Meadow Lane Farms, on the south side of Walnut Street between 22nd and Mill streets, will include 270 single-family homes in five phases. DeSouza Brown, based in Bala Cynwyd, is the developer.

Specs on the Meadow Lane Farms property in North Cornwall Township.

Company Owner Mark DeSouza told LebTown that geotechnical studies are currently being performed. Trees also are being removed to widen the road, which is being done as a safety measure, he said.

In addition, many of the old English walnut trees were in “very, very bad condition,” DeSouza said.

Lebanon County Commissioner Jo Ellen Litz in July wrote a Facebook post talking about the trees’ significance to the community and the environment. She told LebTown that the post generated a lot of buzz.

“I never expected so many people to comment,” she said.

On Facebook, Litz wrote in part: “Many of us ‘mourn’ the loss of the line of about 75 mature walnut trees on 22nd St. in North Cornwall Twp.”

The site of the downed 75 walnut trees on 22nd St. (Joshua Groh)
Another shot of the trees. (Joshua Groh)
The loss of the trees had a widespread impact on the Lebanon community. (Joshua Groh)

“Many of the planters of the trees from world wars are now deceased,” Litz wrote. “The proportionally spaced single line of trees lining roads in Lebanon County are … an indication that they may have been part of the tree planting program honoring soldiers – either formally or informally – after a world war or other war. Not everyone had a plaque made documenting their participation.

Task objective
Retype the passage from the Meadow Lane Farms article starting at "In addition, many" and ending at "community. (Joshua Groh)". The lines that come next are from a different source.

Recorded information
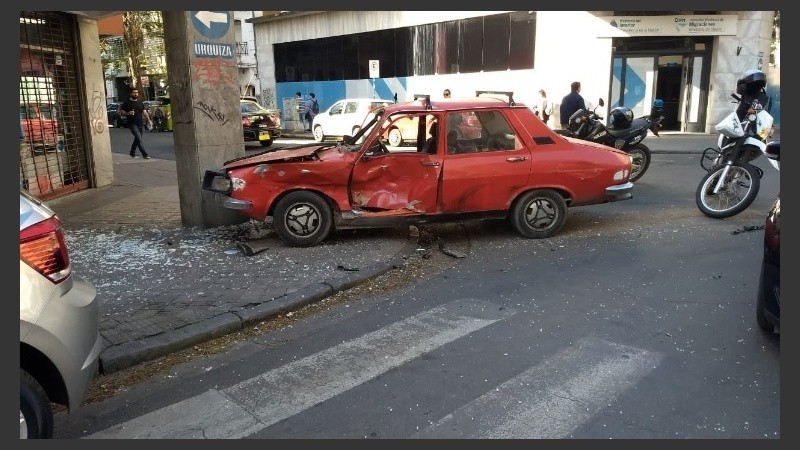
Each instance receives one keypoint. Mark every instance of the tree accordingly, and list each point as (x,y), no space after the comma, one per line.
(139,51)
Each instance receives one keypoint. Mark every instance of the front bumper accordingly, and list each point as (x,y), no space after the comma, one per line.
(620,192)
(219,183)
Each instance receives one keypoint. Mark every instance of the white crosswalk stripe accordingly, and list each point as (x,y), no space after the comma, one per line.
(540,404)
(254,404)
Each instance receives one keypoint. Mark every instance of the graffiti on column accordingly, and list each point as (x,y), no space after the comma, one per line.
(213,73)
(97,114)
(212,112)
(268,97)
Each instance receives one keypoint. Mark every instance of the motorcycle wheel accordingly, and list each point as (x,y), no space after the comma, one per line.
(641,161)
(738,192)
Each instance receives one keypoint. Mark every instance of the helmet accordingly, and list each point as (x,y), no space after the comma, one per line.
(751,82)
(620,117)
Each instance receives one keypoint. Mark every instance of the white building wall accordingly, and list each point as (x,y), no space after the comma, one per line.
(247,63)
(570,46)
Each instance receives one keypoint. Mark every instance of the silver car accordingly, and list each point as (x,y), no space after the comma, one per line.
(59,342)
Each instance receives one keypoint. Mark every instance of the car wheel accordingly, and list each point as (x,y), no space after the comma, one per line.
(539,214)
(395,137)
(318,134)
(35,411)
(303,219)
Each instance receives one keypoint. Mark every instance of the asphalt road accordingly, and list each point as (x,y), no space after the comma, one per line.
(636,321)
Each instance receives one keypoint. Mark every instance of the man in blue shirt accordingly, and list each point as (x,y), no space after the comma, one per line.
(571,103)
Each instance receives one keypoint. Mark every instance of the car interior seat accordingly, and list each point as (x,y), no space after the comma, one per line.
(452,142)
(430,144)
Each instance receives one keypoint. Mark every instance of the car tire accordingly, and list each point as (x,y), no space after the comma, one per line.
(34,408)
(761,307)
(395,137)
(318,134)
(539,214)
(303,219)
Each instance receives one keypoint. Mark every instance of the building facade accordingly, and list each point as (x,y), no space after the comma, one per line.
(690,60)
(64,142)
(246,60)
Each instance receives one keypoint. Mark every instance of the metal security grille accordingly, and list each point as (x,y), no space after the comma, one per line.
(53,159)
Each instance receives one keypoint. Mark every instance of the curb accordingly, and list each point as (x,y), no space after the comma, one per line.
(129,354)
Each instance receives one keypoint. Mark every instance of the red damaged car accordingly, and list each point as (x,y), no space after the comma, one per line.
(510,165)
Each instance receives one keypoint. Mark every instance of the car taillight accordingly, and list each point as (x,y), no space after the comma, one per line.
(42,247)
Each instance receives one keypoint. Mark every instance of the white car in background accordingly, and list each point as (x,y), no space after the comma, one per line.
(344,117)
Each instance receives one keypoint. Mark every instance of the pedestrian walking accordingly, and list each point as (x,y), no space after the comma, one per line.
(301,111)
(543,107)
(571,103)
(312,109)
(137,116)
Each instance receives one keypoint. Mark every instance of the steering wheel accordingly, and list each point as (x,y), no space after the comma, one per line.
(377,149)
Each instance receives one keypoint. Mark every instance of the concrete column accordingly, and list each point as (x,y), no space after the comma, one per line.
(204,97)
(102,173)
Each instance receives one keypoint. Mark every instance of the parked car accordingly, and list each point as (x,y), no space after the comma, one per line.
(768,303)
(259,123)
(114,119)
(517,169)
(345,117)
(38,125)
(59,342)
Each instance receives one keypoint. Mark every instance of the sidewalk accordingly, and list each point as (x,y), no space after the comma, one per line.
(163,287)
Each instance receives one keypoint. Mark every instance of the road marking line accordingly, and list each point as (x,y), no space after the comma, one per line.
(247,407)
(540,404)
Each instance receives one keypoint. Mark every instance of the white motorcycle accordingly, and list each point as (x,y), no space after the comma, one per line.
(732,183)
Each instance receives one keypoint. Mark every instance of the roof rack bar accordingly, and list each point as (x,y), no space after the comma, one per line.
(510,95)
(426,97)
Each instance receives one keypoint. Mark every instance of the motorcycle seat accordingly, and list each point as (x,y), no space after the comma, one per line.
(634,127)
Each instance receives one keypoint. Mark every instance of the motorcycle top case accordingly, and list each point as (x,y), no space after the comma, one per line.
(730,126)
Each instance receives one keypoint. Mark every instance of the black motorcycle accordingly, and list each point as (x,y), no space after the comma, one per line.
(623,132)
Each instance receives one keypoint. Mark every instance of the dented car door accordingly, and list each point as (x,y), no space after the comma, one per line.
(406,182)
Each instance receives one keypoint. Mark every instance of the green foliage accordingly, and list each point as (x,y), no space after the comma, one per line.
(139,51)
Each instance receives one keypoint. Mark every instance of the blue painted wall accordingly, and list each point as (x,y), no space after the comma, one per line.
(329,92)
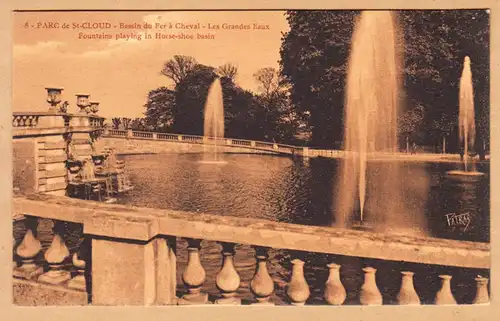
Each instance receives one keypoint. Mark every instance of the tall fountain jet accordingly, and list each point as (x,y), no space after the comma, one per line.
(466,122)
(466,125)
(214,115)
(370,125)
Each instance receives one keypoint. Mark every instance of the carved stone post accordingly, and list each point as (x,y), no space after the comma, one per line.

Exercise result
In addition, many of the old English walnut trees were in “very, very bad condition,” DeSouza said.

Lebanon County Commissioner Jo Ellen Litz in July wrote a Facebook post talking about the trees’ significance to the community and the environment. She told LebTown that the post generated a lot of buzz.

“I never expected so many people to comment,” she said.

On Facebook, Litz wrote in part: “Many of us ‘mourn’ the loss of the line of about 75 mature walnut trees on 22nd St. in North Cornwall Twp.”

The site of the downed 75 walnut trees on 22nd St. (Joshua Groh)
Another shot of the trees. (Joshua Groh)
The loss of the trees had a widespread impact on the Lebanon community. (Joshua Groh)